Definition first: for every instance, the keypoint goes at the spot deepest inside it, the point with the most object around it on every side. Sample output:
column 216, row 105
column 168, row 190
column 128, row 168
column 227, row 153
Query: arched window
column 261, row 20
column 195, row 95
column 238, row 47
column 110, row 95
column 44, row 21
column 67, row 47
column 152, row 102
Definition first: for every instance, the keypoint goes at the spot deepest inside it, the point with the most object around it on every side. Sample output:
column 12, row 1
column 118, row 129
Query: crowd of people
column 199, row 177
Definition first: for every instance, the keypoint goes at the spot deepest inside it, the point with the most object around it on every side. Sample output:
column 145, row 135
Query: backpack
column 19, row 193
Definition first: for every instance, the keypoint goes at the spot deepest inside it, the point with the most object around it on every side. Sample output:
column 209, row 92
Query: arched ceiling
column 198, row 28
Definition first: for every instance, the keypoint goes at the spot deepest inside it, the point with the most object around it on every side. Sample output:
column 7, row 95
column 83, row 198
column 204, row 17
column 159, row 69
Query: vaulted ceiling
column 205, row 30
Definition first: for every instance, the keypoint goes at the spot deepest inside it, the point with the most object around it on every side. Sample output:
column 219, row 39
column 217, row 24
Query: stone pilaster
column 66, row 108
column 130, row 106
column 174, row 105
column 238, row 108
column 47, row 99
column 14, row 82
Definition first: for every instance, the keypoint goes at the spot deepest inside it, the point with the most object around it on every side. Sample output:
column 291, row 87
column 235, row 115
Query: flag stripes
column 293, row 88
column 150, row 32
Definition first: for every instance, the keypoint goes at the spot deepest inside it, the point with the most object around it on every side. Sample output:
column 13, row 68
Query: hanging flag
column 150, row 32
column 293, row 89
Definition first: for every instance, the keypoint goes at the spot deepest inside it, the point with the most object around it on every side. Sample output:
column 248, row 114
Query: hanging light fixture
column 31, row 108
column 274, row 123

**Your assignment:**
Would you reproduce, word for word, the lines from the one holding "column 204, row 17" through the final line of the entries, both included?

**Your response:**
column 204, row 17
column 159, row 69
Query: vaulted ceiling
column 205, row 30
Definition first: for every instance, the keypoint goes at the spot deepest inside it, the point with the most object around it on every side. Sample output:
column 219, row 39
column 217, row 24
Query: stone pilaster
column 66, row 108
column 130, row 106
column 174, row 105
column 238, row 108
column 47, row 99
column 14, row 82
Definition first: for every instance, the keypoint goes at the spot deepest inside it, the point with the most object around it on every side. Sample output:
column 291, row 87
column 235, row 115
Query: flag stripes
column 293, row 88
column 150, row 32
Definition first: for every instance, the keypoint goes at the spot deepest inside it, the point with the most object around it on every side. Sample output:
column 13, row 68
Query: hanging flag
column 150, row 32
column 293, row 89
Definition first: for every instance, the keypoint goes at the spot deepest inside it, the point with the most object around it on every side. Sample output:
column 248, row 114
Query: hanging light fixture
column 31, row 108
column 274, row 123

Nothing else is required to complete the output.